* _Material shown_:
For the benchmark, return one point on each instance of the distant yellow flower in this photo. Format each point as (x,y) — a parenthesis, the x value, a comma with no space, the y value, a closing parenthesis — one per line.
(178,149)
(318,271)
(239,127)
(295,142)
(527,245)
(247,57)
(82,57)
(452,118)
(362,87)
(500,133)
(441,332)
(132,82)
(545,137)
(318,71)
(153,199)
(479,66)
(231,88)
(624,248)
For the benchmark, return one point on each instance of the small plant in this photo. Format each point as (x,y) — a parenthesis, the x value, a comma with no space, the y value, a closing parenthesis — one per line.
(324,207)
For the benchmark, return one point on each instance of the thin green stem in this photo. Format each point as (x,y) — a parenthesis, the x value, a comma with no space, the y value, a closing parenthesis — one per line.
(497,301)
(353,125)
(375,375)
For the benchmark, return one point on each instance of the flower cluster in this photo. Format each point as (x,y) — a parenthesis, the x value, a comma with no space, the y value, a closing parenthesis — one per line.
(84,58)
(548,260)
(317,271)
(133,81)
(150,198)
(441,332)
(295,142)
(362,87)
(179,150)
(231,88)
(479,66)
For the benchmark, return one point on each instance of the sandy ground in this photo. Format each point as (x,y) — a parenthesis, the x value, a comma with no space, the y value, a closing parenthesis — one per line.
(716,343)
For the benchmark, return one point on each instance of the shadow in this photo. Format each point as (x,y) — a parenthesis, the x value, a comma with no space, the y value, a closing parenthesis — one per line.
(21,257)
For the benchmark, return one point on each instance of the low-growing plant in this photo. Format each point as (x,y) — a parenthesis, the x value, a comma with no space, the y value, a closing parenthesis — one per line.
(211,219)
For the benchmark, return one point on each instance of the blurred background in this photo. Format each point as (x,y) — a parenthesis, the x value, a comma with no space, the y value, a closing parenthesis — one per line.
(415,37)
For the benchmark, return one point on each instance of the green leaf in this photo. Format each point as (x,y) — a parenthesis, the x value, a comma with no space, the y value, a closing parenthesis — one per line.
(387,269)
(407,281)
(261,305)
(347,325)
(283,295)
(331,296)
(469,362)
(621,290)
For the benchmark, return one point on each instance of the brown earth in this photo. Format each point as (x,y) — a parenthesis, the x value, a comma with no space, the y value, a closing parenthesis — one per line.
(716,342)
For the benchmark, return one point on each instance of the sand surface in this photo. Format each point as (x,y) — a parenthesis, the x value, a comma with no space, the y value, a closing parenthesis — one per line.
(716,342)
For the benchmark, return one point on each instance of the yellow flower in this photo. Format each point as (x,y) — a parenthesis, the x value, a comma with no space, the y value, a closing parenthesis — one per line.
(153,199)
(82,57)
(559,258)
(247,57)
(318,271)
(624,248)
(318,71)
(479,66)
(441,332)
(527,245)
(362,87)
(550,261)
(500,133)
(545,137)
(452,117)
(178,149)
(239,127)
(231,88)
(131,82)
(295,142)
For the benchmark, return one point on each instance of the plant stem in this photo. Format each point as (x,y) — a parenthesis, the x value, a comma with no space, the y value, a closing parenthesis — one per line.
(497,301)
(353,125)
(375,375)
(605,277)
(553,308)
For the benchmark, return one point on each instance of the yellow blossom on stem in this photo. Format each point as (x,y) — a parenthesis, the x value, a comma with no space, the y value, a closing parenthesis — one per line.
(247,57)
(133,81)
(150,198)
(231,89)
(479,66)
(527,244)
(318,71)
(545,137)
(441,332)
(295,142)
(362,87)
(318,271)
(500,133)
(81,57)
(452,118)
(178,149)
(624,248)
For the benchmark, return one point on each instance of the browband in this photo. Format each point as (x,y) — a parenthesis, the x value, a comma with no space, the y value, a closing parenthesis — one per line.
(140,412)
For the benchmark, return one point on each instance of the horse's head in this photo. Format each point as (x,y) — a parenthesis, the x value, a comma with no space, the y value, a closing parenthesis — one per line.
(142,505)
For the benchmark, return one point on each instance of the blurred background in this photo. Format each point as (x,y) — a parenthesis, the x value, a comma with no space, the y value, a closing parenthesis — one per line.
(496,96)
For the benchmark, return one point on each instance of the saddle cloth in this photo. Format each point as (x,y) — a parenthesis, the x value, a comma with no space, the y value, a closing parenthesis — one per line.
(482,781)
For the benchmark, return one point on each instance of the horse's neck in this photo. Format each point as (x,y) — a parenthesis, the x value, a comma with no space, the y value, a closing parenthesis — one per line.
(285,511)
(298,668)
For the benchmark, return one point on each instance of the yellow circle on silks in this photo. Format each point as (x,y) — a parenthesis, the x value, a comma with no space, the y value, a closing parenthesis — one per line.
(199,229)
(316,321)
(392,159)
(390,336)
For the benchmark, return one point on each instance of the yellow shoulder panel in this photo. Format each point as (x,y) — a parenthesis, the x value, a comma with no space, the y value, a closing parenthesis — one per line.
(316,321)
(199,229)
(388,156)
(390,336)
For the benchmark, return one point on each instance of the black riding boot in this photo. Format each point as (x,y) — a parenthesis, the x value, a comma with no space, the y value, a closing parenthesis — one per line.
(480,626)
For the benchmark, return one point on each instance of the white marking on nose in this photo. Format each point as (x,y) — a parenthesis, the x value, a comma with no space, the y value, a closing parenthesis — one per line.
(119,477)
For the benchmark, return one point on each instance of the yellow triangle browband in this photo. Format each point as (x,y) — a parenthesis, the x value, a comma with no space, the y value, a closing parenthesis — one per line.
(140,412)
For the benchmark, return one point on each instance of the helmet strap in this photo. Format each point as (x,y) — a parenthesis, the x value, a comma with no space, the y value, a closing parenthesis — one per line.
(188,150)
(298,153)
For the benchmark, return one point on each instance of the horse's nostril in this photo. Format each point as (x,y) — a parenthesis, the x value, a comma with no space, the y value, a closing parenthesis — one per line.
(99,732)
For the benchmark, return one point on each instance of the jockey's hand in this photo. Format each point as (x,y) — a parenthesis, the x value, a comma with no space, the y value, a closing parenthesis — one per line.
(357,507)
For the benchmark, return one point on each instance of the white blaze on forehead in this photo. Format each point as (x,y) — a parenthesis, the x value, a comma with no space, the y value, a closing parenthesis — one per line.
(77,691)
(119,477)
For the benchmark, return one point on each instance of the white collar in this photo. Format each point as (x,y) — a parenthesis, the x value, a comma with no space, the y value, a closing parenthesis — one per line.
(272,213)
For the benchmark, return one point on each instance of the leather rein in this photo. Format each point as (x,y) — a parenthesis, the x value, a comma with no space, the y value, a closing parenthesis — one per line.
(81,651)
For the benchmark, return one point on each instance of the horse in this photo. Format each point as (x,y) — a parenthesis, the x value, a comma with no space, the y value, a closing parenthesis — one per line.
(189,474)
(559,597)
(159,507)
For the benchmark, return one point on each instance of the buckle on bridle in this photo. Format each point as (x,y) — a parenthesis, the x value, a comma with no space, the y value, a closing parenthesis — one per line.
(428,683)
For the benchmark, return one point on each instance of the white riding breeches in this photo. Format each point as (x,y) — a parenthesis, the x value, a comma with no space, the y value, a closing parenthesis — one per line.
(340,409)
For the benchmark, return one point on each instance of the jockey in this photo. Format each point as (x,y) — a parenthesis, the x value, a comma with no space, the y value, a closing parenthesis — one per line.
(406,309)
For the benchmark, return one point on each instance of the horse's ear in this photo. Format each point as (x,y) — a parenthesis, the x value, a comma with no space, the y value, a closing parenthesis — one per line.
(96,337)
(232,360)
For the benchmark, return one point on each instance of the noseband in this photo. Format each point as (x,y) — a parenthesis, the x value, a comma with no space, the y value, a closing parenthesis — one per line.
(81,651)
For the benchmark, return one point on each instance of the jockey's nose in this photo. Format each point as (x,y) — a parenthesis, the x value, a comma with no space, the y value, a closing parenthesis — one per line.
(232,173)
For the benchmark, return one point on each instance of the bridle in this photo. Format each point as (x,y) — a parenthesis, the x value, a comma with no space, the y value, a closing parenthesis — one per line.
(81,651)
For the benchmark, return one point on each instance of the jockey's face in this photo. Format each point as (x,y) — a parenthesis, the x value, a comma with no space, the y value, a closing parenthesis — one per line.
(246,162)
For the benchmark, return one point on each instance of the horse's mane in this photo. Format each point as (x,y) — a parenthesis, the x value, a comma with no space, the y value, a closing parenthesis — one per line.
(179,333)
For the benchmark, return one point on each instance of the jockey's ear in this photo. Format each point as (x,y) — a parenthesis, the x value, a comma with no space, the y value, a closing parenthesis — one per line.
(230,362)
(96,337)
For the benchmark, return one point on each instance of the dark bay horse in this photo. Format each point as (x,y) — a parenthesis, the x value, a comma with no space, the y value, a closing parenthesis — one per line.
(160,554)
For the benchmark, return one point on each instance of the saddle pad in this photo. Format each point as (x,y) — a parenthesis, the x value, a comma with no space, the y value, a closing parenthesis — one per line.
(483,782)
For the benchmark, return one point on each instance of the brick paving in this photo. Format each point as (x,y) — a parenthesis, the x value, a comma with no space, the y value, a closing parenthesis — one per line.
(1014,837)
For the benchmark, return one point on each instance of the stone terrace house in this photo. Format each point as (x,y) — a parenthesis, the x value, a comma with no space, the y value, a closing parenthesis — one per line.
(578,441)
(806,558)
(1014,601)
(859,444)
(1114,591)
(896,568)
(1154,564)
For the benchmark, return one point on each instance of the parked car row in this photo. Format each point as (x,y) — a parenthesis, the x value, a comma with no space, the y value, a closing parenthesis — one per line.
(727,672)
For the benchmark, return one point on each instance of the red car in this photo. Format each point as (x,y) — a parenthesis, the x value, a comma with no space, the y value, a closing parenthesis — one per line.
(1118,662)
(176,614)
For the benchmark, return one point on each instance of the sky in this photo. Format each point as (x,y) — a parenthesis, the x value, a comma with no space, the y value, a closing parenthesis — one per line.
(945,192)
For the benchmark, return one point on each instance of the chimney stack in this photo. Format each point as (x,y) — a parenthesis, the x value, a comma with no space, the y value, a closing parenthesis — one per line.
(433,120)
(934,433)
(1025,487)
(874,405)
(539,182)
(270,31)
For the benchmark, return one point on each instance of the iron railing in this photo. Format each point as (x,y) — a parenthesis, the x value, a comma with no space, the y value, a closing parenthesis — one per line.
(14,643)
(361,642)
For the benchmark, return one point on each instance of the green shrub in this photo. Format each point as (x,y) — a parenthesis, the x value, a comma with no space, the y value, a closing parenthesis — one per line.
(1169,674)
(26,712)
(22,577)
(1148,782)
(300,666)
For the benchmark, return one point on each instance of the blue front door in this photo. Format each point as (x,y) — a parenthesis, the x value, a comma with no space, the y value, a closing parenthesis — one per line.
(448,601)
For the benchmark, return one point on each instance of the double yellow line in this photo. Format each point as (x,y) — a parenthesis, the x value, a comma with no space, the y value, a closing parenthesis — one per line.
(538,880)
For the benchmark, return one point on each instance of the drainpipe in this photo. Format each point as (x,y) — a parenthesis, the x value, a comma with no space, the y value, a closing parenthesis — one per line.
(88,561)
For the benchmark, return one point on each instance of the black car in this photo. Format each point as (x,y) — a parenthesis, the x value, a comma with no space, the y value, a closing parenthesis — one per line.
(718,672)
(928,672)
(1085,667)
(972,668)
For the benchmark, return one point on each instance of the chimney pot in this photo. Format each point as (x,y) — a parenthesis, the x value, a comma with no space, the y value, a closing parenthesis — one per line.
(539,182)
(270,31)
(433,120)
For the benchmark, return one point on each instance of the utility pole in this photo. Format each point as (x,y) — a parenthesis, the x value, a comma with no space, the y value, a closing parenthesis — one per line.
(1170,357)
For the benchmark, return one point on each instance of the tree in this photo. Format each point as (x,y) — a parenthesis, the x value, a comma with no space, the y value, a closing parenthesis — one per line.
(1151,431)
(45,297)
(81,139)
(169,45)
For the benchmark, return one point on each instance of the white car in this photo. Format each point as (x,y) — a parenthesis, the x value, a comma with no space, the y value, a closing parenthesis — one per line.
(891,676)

* _Your objective_:
Change the entries from the line containing "the white car" through the end of the entries, and give those lines again with "white car" replaced by "parked car" and everything else unchanged.

* _Expected answer_:
For the benchmark, return one point on each instance of the parked car in this photo. Format each point as (x,y) — a parenthesis, the x value, a comma with no space, the y value, a closing parenthesis — one per line.
(891,676)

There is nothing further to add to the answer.